__Problem to work on__.
Your copy should match the records exactly, apart from the pictures, which stay out.

__Exercise input__.
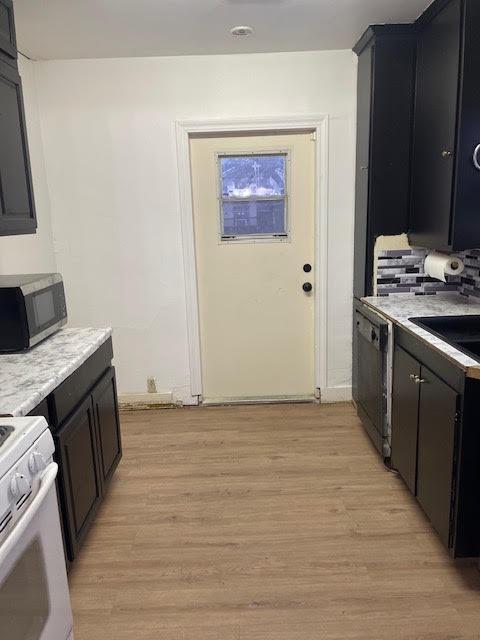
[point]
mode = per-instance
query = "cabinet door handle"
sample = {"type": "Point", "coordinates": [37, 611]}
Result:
{"type": "Point", "coordinates": [476, 163]}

__Solution__.
[point]
mode = per-instance
query = "cabinet door handle"
sample = {"type": "Point", "coordinates": [37, 611]}
Result:
{"type": "Point", "coordinates": [476, 163]}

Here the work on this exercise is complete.